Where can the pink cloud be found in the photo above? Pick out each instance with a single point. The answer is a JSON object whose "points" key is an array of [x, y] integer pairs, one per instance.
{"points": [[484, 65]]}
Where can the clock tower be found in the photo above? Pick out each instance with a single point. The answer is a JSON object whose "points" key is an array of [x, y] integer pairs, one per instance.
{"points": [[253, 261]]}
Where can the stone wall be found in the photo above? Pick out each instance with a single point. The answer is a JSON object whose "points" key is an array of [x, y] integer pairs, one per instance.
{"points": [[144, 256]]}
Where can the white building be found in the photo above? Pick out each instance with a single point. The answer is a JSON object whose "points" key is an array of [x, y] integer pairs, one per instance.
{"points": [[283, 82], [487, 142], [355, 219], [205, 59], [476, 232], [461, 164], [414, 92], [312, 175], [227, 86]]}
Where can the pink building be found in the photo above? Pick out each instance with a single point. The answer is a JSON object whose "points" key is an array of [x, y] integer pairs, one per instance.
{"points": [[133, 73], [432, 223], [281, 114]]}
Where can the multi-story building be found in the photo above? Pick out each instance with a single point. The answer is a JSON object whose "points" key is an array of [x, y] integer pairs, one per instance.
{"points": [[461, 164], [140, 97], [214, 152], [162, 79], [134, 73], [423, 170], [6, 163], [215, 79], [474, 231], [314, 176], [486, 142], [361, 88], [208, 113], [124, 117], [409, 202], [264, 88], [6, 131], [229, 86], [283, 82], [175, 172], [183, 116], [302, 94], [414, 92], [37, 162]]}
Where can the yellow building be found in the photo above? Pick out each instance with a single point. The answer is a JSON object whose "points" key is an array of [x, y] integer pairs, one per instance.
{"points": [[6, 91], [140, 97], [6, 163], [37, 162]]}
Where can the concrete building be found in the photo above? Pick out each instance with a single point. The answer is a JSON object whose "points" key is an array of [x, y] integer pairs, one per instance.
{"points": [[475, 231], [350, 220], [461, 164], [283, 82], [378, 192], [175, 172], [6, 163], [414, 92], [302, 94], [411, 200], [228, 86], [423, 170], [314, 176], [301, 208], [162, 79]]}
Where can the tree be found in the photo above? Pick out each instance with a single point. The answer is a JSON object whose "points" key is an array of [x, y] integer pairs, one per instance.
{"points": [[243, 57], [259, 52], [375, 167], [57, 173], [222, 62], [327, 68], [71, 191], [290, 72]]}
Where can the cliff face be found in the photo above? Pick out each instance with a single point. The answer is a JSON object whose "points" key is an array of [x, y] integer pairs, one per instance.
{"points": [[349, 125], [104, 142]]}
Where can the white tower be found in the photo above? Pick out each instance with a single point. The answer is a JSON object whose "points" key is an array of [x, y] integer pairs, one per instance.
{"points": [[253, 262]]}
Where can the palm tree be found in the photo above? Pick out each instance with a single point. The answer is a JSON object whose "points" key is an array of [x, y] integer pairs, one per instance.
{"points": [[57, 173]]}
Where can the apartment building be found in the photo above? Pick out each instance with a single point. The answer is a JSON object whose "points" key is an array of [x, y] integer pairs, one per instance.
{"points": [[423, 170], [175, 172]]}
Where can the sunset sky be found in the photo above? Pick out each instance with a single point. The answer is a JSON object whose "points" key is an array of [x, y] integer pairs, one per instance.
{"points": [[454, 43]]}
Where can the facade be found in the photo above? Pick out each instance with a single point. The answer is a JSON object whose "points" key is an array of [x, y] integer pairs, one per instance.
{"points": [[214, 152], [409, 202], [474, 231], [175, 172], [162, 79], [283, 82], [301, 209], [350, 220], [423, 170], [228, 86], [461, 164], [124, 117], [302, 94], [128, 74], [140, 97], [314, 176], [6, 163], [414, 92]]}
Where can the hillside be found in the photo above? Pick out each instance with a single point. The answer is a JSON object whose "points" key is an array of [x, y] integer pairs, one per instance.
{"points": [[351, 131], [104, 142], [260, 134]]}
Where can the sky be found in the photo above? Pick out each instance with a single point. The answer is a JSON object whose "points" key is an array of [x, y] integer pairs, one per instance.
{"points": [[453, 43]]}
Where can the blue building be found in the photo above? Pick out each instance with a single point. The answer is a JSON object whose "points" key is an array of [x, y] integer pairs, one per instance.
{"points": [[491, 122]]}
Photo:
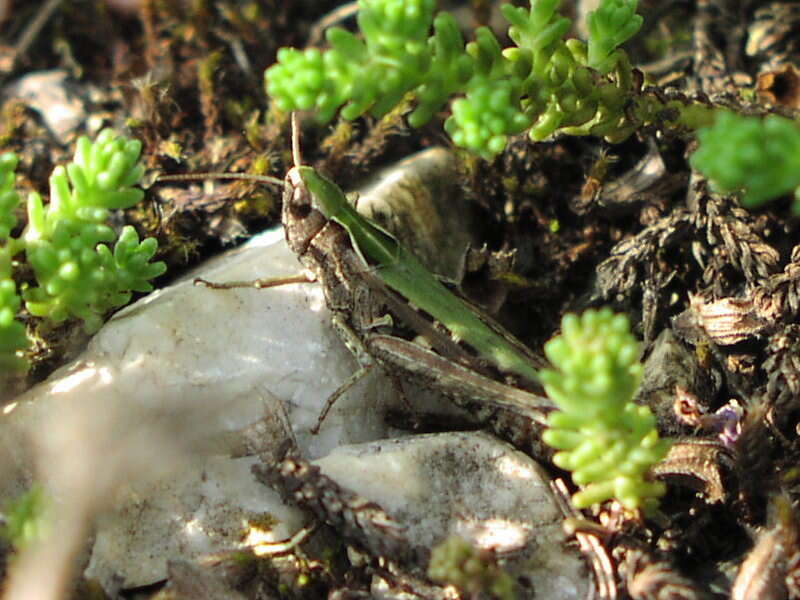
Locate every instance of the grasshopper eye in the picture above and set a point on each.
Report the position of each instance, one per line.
(299, 209)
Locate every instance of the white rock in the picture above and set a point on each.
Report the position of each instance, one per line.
(215, 361)
(474, 486)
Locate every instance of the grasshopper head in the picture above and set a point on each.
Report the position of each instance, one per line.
(301, 221)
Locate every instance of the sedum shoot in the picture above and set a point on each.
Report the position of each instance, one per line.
(82, 268)
(606, 441)
(543, 84)
(759, 156)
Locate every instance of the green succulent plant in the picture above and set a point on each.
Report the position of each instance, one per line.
(543, 84)
(760, 157)
(606, 441)
(455, 561)
(83, 269)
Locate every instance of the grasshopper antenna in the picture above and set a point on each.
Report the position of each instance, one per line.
(296, 157)
(213, 175)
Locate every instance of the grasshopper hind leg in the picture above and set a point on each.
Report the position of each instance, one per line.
(365, 365)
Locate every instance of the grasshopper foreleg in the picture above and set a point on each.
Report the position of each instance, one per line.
(365, 365)
(257, 283)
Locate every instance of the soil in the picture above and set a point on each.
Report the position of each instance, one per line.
(588, 224)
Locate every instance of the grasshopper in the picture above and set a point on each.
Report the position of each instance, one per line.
(367, 276)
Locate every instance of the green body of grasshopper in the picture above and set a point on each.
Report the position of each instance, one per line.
(403, 273)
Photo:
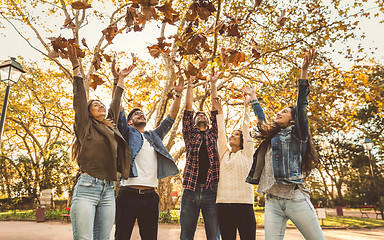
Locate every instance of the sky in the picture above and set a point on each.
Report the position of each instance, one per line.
(13, 45)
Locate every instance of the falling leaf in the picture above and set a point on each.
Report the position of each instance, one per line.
(97, 61)
(84, 43)
(133, 59)
(256, 53)
(68, 23)
(110, 32)
(80, 5)
(191, 70)
(281, 19)
(130, 16)
(170, 15)
(170, 95)
(203, 63)
(205, 9)
(53, 54)
(107, 58)
(138, 105)
(233, 30)
(96, 81)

• • • • • • •

• _The task_
Count every line of the material above that includes "green", giving the total without any other words.

• _Task answer_
2